- ARTICLE:
================
Deliberate management of resources and
capacity to serve classic and emerging
requirements are vital to a state of balance
within a bimodal environment. Team
structure should be regularly revisited to
support growth and maintenance agendas.
3. Strategy, roadmap, critical path
For organisations maturing from a
business intelligence to an analytics
focus, modernising the current business
intelligence strategy and roadmap will
support the advancement of analytics
and data science capabilities. Alignment
with the respective information
management strategy and roadmap is
also vital for an integrated plan that
closely monitors interdependencies
across critical infrastructure initiatives,
especially as architectures shift from
classic data warehousing to more logical,
virtualised environments.
4. Quarterly review
The strategy, roadmap and critical path
should be reviewed with key stakeholders
every quarter. Conducting a regular
inventory update maximises resources
across the community, while updating the
inventory with the same frequency captures
the new data sources, use cases, algorithms
and tools employed across the community.
================
- REQUIRED TASKS:
A) Copy down the passage on analytics strategy, starting with "4. Quarterly review" and going on through "across the community.".
B) According to the passage on analytics strategy, how often should the strategy, roadmap and critical path be reviewed with key stakeholders?
C) Write the next part of the passage on analytics strategy, picking up after its final sentence.

(Dataset records)
================
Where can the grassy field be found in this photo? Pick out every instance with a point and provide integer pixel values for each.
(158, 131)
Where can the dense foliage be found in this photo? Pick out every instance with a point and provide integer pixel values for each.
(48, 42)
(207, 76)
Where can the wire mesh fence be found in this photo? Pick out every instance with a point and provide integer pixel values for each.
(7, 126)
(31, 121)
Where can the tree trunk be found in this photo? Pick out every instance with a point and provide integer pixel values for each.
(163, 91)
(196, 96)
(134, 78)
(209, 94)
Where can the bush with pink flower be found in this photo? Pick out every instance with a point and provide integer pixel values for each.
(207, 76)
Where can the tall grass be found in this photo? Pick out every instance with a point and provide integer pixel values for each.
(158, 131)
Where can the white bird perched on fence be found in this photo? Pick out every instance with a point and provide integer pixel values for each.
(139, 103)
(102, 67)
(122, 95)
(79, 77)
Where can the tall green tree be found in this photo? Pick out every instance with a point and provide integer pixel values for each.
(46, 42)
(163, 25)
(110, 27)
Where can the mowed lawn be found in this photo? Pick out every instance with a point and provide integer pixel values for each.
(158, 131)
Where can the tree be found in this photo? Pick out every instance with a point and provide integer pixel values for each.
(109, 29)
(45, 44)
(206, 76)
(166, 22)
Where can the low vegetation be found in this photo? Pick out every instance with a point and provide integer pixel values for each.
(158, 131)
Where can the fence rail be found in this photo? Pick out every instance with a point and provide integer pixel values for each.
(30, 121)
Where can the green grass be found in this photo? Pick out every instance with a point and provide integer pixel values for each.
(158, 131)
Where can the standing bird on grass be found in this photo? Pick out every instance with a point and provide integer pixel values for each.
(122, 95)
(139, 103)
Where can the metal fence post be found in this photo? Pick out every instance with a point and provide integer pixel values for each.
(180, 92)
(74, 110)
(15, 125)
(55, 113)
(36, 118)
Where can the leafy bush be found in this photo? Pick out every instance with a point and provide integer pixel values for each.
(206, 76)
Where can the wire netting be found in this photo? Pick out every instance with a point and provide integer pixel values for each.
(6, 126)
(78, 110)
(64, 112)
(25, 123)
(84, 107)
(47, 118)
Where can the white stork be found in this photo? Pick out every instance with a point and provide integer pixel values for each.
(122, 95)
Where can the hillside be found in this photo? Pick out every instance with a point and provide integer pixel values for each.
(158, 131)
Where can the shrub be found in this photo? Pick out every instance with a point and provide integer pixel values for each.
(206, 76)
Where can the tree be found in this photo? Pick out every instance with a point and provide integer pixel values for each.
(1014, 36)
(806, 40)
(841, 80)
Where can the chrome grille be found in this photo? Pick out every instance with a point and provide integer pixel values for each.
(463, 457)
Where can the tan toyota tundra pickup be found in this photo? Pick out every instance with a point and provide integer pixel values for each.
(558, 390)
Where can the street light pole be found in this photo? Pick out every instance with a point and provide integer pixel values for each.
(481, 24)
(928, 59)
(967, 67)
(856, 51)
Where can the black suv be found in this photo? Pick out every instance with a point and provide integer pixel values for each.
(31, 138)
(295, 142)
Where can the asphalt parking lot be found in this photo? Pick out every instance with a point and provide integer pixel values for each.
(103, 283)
================
- RESPONSES TO THE EXERCISE:
A)
4. Quarterly review
The strategy, roadmap and critical path
should be reviewed with key stakeholders
every quarter. Conducting a regular
inventory update maximises resources
across the community, while updating the
inventory with the same frequency captures
the new data sources, use cases, algorithms
and tools employed across the community.

B) Every quarter.

C)
5. Centre of analytics
The Chief Data Officer should become the
centre of gravity for data and analytics
endeavours, whether that is by solving the
problems within the immediate team, or
by being aware of and broadcasting what
is occurring across the data and analytics
community. This includes endorsing and
facilitating a self-service environment
for a widening set of analysts and data
scientists across the business, which will
broaden impact and lessen the load on
the core team.
6. Form alliances
If certain data management, infrastructure
or analytics coverage areas are not within
the Chief Data Officer’s direct charter or
remit, then the close interlock with IT
and other leaders across the business
is crucial. The success of any data and
analytics initiative depends on the quality,
understanding and agility of the data.
This becomes particularly critical as the
analytics charter starts to require and
accommodate a wider ecosystem of data,
much of which will be sourced externally
from emerging data brokers, social data
sources and open data sources.
Chief Data Officers need to be prepared
to traverse the high wire of their roles with
a ready set of tactics to counterbalance the
daily winds of change blowing through the
business. Coaching and supporting this
set of professionals through daily survival
strategies, along with savvy change
management tactics, are key to growing
the next generation of impactful digital
business professionals.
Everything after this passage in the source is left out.